Your tasks:
A: Reproduce the mountain biking article verbatim, starting at "The Kiwi duo" and ending with "my all today.", including both.
B: Name every rider mentioned in the mountain biking article.

Passage:
- Opening Delimiter -
Neither managed to make the podium in the women's mountain biking but both Kiwis emerged happy from the event.
For Karen Hanlen, who finished sixth, her mere presence on the start line was satisfying after an injury-ravaged build-up, while Kate Fluker's eighth was a positive result for a late bloomer in the sport.
The Kiwi duo rode together for much of the middle stages of today's race at Cathkin Braes, just outside of Glasgow, before Hanlen pulled away and attempted to hunt down the front runners.
But the podium appeared locked up as early as the halfway mark of the six-lap race, with Canadian Catharine Pendrel putting on a masterclass to take gold while compatriot Emily Batty pipped Australian Rebecca Henderson for silver.
Hanlen eventually crossed four minutes back and, while she would have loved a spot in the top five, she was proud of her efforts.
"I'm pleased with that," the 34-year-old said. "It was a great race and a cool course, so I'm happy. You always want to do better but I gave it my all today.
"I definitely was looking at a top five but I've had an interesting build-up and just to be representing New Zealand was a big thing for me today."
That interesting build-up involved what was a mysterious medical problem that saw her contemplate retirement. Plagued by leg pain that resulted in slow opening laps, Hanlen was initially diagnosed with exercise-induced asthma, only for the problem to resurface.
Bike NZ eventually discovered Hanlen suffered from a narrowing of the main artery in the leg, and successful surgery was carried out in May. The results were clear today, with Hanlen leading in the opening start loop, before the strength of the field shone through.
But the return remained a pleasing one for the London Olympian, who will now cast her eye towards September's mountain bike world championships in Norway.
"I've just recovered from major surgery so just to get here was my big goal," she said. "When you're stuck in a hospital bed and three weeks off a bike, you kind of get a bit of motivation. I just love it and I'll keep going as long as I can."
Her teammate also intends to stick around the sport for the foreseeable future, especially after taking up mountain biking only a few years ago. Fluker, with a background in horse riding, switched sports after moving to Queenstown in 2010, leaving the 26-year-old encouraged by her first major event.
"I'm fairly new and I have a lot of legs left to just keep going," she said. "It's a massive build up and the whole atmosphere of the Commonwealth Games is quite overwhelming,"
So overwhelming, in fact, that Fluker will take one main lesson into her next Games experience.
"Next time I'm turning my phone off the week out. It's not bad - it's been amazing - but if you get freaked out by pressure and the support then I think you're best to turn your phones off.
"You've got the whole of New Zealand behind you and I've had so many messages of support. It's been really cool but, at the same time, you just want to do really well for them and, I guess, I felt the pressure a wee bit."
- Closing Delimiter -
Information shown:
- Opening Delimiter -
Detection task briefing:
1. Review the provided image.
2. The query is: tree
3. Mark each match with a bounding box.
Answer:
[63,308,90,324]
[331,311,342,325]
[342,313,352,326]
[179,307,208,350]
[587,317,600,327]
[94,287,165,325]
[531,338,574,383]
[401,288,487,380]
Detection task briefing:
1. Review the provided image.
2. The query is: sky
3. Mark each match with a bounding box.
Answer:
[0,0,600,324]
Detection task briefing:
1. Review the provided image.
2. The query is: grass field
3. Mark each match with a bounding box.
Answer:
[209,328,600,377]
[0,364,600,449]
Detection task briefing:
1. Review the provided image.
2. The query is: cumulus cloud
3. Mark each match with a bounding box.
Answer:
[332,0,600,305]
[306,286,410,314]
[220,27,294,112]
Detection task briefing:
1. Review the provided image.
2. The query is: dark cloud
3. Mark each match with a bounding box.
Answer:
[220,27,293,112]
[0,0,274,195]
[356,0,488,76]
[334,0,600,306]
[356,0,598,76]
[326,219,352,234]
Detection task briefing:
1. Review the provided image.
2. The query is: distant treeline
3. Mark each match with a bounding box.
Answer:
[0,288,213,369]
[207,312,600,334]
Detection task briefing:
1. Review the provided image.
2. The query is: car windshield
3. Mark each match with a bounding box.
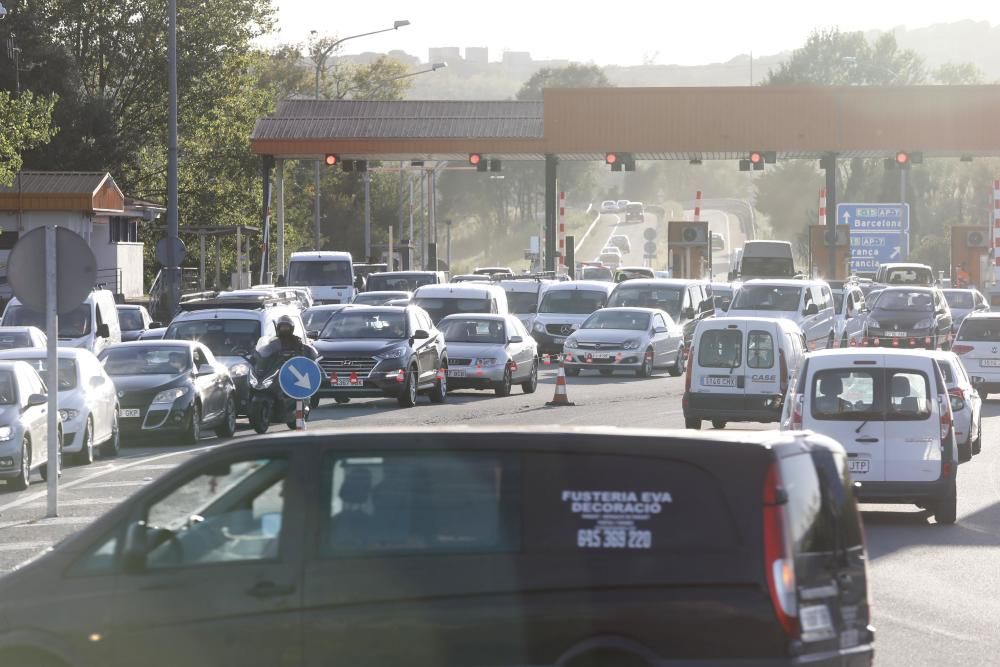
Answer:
[22,357,76,391]
[507,290,538,315]
[118,308,143,331]
[732,285,802,312]
[944,292,976,310]
[164,319,261,357]
[440,318,507,345]
[101,345,191,376]
[320,308,406,340]
[286,259,354,287]
[608,285,685,320]
[580,310,650,331]
[875,290,934,312]
[538,289,608,315]
[3,303,90,339]
[413,296,493,322]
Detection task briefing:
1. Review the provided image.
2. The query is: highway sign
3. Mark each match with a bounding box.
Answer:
[278,357,323,401]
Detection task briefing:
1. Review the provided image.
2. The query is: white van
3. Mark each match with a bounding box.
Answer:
[284,250,356,305]
[783,348,958,523]
[0,289,122,355]
[683,317,805,429]
[726,280,837,350]
[410,282,509,324]
[531,280,616,354]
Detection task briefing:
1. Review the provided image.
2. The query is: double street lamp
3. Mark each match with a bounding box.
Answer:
[313,20,410,250]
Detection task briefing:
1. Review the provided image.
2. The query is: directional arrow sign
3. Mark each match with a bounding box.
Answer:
[278,357,323,401]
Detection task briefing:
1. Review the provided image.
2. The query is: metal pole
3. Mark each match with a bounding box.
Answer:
[44,225,59,517]
[166,0,180,314]
[365,171,372,262]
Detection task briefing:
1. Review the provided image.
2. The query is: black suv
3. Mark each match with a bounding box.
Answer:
[0,428,874,667]
[864,287,952,350]
[313,306,448,408]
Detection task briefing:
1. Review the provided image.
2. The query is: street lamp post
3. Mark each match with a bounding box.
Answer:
[310,18,410,250]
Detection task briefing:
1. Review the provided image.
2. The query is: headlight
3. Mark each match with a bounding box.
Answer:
[152,387,187,404]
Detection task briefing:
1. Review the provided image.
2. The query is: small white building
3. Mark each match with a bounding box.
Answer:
[0,171,165,299]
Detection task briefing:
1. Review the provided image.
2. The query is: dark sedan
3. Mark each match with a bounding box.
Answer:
[314,306,448,407]
[863,287,952,350]
[100,340,236,444]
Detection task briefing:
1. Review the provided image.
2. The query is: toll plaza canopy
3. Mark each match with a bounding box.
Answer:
[250,86,1000,270]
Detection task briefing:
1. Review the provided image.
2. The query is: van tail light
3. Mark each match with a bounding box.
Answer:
[763,461,799,639]
[684,345,694,391]
[778,350,788,396]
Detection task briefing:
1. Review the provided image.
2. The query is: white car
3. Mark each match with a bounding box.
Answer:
[0,327,49,350]
[563,308,686,377]
[438,315,538,396]
[0,347,121,465]
[782,348,958,524]
[931,350,983,461]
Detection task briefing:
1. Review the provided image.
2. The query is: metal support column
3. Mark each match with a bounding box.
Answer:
[821,153,837,278]
[545,154,559,271]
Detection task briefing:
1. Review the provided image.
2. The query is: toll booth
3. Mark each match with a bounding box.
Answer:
[809,225,851,280]
[667,220,712,280]
[948,225,991,289]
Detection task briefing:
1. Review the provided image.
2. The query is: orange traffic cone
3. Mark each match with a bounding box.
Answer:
[545,365,576,407]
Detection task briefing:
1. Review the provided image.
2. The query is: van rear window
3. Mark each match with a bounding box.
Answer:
[698,329,743,368]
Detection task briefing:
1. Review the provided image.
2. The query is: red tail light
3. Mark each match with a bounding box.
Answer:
[763,462,799,638]
[684,345,694,391]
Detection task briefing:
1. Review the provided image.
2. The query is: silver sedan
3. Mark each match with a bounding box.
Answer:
[563,308,687,377]
[438,315,538,396]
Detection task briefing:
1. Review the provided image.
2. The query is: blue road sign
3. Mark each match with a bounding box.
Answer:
[837,204,910,273]
[278,357,323,401]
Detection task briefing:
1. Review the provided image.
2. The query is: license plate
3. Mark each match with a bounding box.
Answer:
[701,375,736,387]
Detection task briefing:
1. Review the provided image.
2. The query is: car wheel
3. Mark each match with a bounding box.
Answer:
[635,349,653,377]
[74,417,94,466]
[521,361,538,394]
[493,364,511,396]
[101,412,122,456]
[215,394,236,438]
[430,359,448,403]
[7,438,31,491]
[183,403,201,445]
[667,345,687,377]
[934,481,958,525]
[396,366,417,408]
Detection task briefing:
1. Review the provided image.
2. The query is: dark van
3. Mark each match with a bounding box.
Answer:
[0,429,873,667]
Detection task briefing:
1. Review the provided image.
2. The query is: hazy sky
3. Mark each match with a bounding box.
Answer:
[273,0,1000,65]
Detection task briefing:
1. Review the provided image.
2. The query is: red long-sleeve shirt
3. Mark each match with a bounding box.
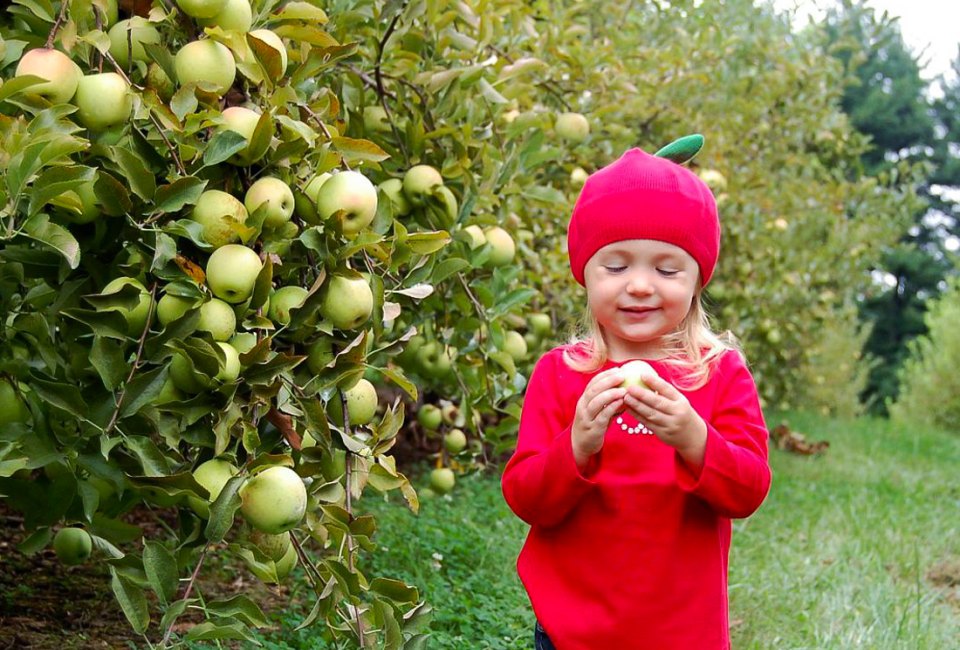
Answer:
[502,347,770,650]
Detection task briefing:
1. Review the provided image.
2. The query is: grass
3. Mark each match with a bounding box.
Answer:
[256,414,960,650]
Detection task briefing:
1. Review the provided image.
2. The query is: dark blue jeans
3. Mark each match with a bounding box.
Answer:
[533,621,557,650]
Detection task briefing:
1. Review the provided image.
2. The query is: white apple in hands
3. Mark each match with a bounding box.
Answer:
[320,275,373,330]
[73,72,133,130]
[14,47,83,104]
[243,176,294,228]
[174,39,237,96]
[316,171,377,237]
[206,244,263,305]
[618,359,659,390]
[190,190,248,248]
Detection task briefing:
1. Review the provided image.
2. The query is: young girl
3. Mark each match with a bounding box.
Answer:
[503,139,770,650]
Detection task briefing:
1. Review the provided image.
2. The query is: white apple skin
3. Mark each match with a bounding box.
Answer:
[240,465,307,535]
[620,359,658,389]
[243,176,294,228]
[107,16,160,69]
[174,39,237,96]
[250,29,287,71]
[177,0,227,18]
[554,113,590,142]
[197,0,253,32]
[484,226,517,266]
[320,275,373,330]
[206,244,263,305]
[190,190,248,248]
[316,171,377,237]
[14,47,83,104]
[73,72,133,130]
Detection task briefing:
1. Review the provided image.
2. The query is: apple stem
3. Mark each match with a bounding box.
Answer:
[45,0,70,50]
[160,536,209,648]
[103,282,157,435]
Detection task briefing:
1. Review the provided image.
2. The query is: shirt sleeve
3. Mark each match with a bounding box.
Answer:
[501,350,595,526]
[675,353,771,519]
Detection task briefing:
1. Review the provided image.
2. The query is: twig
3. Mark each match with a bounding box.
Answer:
[103,282,157,435]
[45,0,70,50]
[160,544,210,648]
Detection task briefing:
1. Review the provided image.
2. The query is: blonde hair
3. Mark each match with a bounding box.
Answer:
[563,288,740,390]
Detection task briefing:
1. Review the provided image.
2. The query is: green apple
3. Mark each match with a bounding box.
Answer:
- Closing Delimiter -
Task responses:
A:
The Kiwi duo rode together for much of the middle stages of today's race at Cathkin Braes, just outside of Glasgow, before Hanlen pulled away and attempted to hunt down the front runners.
But the podium appeared locked up as early as the halfway mark of the six-lap race, with Canadian Catharine Pendrel putting on a masterclass to take gold while compatriot Emily Batty pipped Australian Rebecca Henderson for silver.
Hanlen eventually crossed four minutes back and, while she would have loved a spot in the top five, she was proud of her efforts.
"I'm pleased with that," the 34-year-old said. "It was a great race and a cool course, so I'm happy. You always want to do better but I gave it my all today.

B:
Karen Hanlen
Kate Fluker
Catharine Pendrel
Emily Batty
Rebecca Henderson